**Direction 1:**
In the piece on third-party cookies, rewrite the part that begins at "Third-party cookies are" and stops after "page being visited.", putting "analytics providers" in place of "audience measurement services".
**Direction 2:**
According to the piece on third-party cookies, which two browsers began blocking third-party cookies in 2018?
**Direction 3:**
Carry on the piece on third-party cookies from the point where it stops.

**Text section:**
__________________________________________________

In recent years, third-party cookies have been used to collect user data across websites. However, an increasing number of regulations now limit or even eliminate their use. This removal will have a significant impact on the online advertising industry. Nearly 8 out of 10 marketing and customer experience teams say they are dependent on third-party cookies.

What are third-party cookies?

Third-party cookies are files placed on a user’s computer, smartphone, or tablet by a server from a domain other than the site being visited. They are usually placed by audience measurement services, ad networks, or advertising platforms.

Third-party cookies enable tracking users as they browse multiple websites. They support behaviour analysis and help adjust marketing strategies.

They differ from first-party cookies (also called owner cookies), which are associated with the domain of the web page being visited.

Key dates in the phase-out of third-party cookies

  • 2017: third-party cookies were deleted after 24 hours
  • 2018: GDPR introduced explicit consent requirements for all personal data processing; third-party cookies began being blocked by Safari and Firefox
  • 2020: Google announced the end of third-party cookies for 2022 (later pushed to 2024), and Apple required explicit in-app consent
  • 2022: beta tests began for Privacy Sandbox, a proposal to support cross-site use cases without third-party cookies

Why are third-party cookies being phased out?

__________________________________________________

**Dataset extract:**
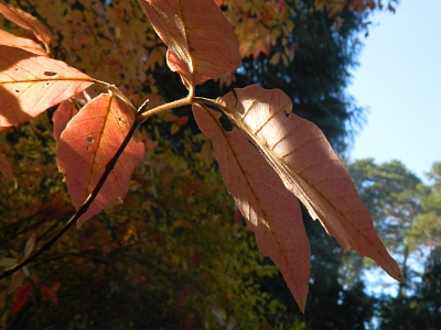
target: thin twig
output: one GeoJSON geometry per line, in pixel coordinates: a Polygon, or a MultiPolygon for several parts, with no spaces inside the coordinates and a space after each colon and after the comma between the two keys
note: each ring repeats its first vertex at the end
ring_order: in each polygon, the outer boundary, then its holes
{"type": "Polygon", "coordinates": [[[30,256],[24,258],[21,263],[17,264],[15,266],[4,271],[0,275],[0,279],[8,277],[22,268],[23,266],[28,265],[30,262],[35,260],[39,255],[43,254],[43,252],[47,251],[51,249],[51,246],[75,223],[76,220],[79,219],[80,216],[83,216],[85,212],[87,212],[88,208],[90,207],[92,202],[95,200],[95,198],[98,196],[99,191],[101,190],[107,177],[109,176],[110,172],[114,169],[115,165],[118,162],[119,156],[122,154],[125,151],[127,144],[130,142],[130,139],[132,138],[135,131],[137,130],[139,124],[139,121],[136,120],[131,128],[129,133],[127,134],[126,139],[122,141],[121,145],[119,146],[118,151],[115,153],[114,157],[107,163],[106,168],[99,178],[99,182],[95,186],[95,188],[92,190],[90,195],[87,197],[85,202],[79,207],[79,209],[76,211],[74,216],[66,222],[66,224],[63,226],[63,228],[56,232],[49,241],[46,241],[42,246],[40,246],[37,250],[35,250],[34,253],[32,253],[30,256]]]}

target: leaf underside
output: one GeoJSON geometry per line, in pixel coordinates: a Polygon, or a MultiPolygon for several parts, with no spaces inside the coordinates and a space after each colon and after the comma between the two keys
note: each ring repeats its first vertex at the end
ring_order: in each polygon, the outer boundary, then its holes
{"type": "MultiPolygon", "coordinates": [[[[76,209],[93,191],[133,123],[133,109],[108,94],[88,102],[68,122],[58,142],[57,163],[76,209]]],[[[127,195],[130,176],[143,155],[143,143],[132,138],[87,212],[78,219],[78,227],[127,195]]]]}
{"type": "Polygon", "coordinates": [[[92,84],[64,62],[0,46],[0,127],[25,122],[92,84]]]}
{"type": "Polygon", "coordinates": [[[311,250],[295,196],[239,130],[225,132],[213,110],[194,105],[202,132],[214,152],[228,193],[256,235],[260,251],[280,267],[303,311],[310,278],[311,250]]]}
{"type": "Polygon", "coordinates": [[[169,67],[190,89],[240,65],[239,41],[214,1],[141,0],[169,47],[169,67]]]}
{"type": "Polygon", "coordinates": [[[281,90],[257,86],[236,89],[219,98],[226,114],[259,148],[288,190],[319,219],[344,249],[376,261],[391,277],[404,276],[375,232],[345,167],[322,131],[292,113],[281,90]]]}

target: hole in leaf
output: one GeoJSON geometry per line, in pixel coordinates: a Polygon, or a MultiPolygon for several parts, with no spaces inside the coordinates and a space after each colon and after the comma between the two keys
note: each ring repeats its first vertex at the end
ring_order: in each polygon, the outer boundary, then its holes
{"type": "Polygon", "coordinates": [[[47,77],[53,77],[53,76],[56,76],[56,73],[53,73],[53,72],[44,72],[44,75],[47,76],[47,77]]]}

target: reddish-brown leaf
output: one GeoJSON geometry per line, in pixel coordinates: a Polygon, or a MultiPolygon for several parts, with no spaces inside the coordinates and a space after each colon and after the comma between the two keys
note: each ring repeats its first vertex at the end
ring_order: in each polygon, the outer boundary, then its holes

__________________________________________________

**Exercise output 1:**
Third-party cookies are files placed on a user’s computer, smartphone, or tablet by a server from a domain other than the site being visited. They are usually placed by analytics providers, ad networks, or advertising platforms.

Third-party cookies enable tracking users as they browse multiple websites. They support behaviour analysis and help adjust marketing strategies.

They differ from first-party cookies (also called owner cookies), which are associated with the domain of the web page being visited.

**Exercise output 2:**
Safari and Firefox.

**Exercise output 3:**
The progressive removal of third-party cookies is primarily due to increasing privacy concerns:

  • Privacy protection: 72% of internet users say they are concerned about web tracking for advertising; more than half now refuse cookies or change preferences to limit tracking; 82% expect brands to do the same, and 79% fear being monitored
  • Retargeting: this technique serves ads to users who visited a site without completing a purchase, encouraging them to return and convert

Over time, third-party cookies have also become less reliable due to:

  • ad blockers in web browsers
  • shared browsers in households
  • cache clearing

Advertisers report that third-party data often lacks precision and exclusivity. They also cannot verify its origin, age, or accuracy, so data quality has been inconsistent.

Finally, removing third-party cookies aims to reduce tracking by advertising actors and replace it with methods that better protect user privacy.

Consequences for advertisers and publishers

Online advertising has long relied on:

  • third-party cookies
  • building user profiles

In this context, advertisers must:

  • find new ways to target consumers
  • find new ways to measure campaign performance, such as media mix modeling, A/B testing, or data-driven attribution
  • enhance transparency and trust with users

56% of advertisers feel heavily impacted by the cookieless and consentless shift, and only 25% feel minimally affected.

What slows adoption of cookie alternatives?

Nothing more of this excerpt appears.